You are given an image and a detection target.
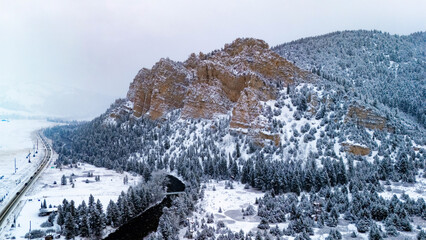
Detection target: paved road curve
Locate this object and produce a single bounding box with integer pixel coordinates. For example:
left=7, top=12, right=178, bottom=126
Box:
left=0, top=132, right=52, bottom=232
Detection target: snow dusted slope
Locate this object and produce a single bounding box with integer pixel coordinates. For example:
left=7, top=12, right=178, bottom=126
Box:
left=273, top=31, right=426, bottom=126
left=46, top=36, right=426, bottom=239
left=0, top=119, right=56, bottom=209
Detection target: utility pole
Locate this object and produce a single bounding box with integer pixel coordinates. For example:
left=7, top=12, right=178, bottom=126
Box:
left=28, top=221, right=31, bottom=239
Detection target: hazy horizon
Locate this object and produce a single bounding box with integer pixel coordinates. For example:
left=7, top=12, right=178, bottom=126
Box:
left=0, top=0, right=426, bottom=119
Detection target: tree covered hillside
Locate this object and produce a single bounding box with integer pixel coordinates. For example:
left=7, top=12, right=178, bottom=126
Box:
left=273, top=31, right=426, bottom=126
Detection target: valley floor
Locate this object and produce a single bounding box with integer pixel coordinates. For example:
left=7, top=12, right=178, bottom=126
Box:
left=0, top=152, right=140, bottom=239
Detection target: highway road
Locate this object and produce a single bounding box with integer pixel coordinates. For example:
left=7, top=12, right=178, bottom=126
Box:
left=0, top=131, right=52, bottom=232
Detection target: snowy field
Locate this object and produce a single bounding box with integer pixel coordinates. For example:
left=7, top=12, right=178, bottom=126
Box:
left=0, top=156, right=141, bottom=239
left=180, top=181, right=264, bottom=238
left=0, top=119, right=55, bottom=214
left=179, top=179, right=426, bottom=240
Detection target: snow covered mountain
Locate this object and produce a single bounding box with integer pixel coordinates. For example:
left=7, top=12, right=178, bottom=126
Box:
left=272, top=31, right=426, bottom=126
left=45, top=32, right=426, bottom=239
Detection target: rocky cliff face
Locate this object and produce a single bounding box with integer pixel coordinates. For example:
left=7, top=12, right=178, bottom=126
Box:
left=123, top=38, right=310, bottom=138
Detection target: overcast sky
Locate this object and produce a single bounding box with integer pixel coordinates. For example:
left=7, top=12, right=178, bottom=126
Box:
left=0, top=0, right=426, bottom=119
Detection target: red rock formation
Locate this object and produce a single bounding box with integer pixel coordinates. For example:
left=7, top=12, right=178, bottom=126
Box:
left=127, top=38, right=309, bottom=142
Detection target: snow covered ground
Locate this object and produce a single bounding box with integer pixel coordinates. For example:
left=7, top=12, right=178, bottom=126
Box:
left=0, top=119, right=55, bottom=214
left=0, top=119, right=140, bottom=239
left=181, top=181, right=264, bottom=238
left=0, top=156, right=141, bottom=239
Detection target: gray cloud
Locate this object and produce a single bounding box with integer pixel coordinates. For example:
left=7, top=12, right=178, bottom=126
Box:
left=0, top=0, right=426, bottom=118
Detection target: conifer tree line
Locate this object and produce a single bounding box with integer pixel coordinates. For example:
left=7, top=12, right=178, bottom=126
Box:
left=272, top=30, right=426, bottom=126
left=45, top=71, right=426, bottom=239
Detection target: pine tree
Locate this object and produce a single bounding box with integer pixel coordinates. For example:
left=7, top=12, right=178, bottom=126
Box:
left=79, top=214, right=90, bottom=237
left=63, top=212, right=76, bottom=239
left=61, top=175, right=67, bottom=185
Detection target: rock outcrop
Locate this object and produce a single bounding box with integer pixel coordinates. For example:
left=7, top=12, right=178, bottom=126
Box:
left=123, top=38, right=310, bottom=142
left=342, top=143, right=370, bottom=156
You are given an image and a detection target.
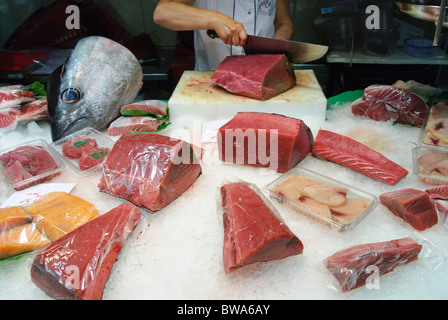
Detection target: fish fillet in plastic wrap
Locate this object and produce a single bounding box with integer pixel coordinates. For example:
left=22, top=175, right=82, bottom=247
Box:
left=220, top=182, right=303, bottom=273
left=98, top=134, right=202, bottom=212
left=217, top=112, right=314, bottom=173
left=0, top=192, right=98, bottom=259
left=210, top=54, right=296, bottom=100
left=31, top=203, right=142, bottom=300
left=351, top=85, right=429, bottom=127
left=324, top=238, right=422, bottom=292
left=380, top=188, right=438, bottom=231
left=312, top=129, right=409, bottom=185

> _PROBLEM TO SOLVE_: Render the records from the line with "Detection target: tree covered hillside" through the line with "left=0, top=152, right=140, bottom=239" as a JSON list of strings, one per line, with blank lines left out.

> _CORRECT RESPONSE_:
[
  "Detection target: tree covered hillside",
  "Locate this object and produce a single bounding box with integer pixel coordinates. For example:",
  "left=7, top=12, right=178, bottom=126",
  "Box:",
  "left=273, top=31, right=426, bottom=126",
  "Detection target: valley floor",
  "Locate this object and produce a single bounding box with integer pixel coordinates. For example:",
  "left=7, top=12, right=178, bottom=126",
  "Box:",
  "left=0, top=152, right=140, bottom=239"
]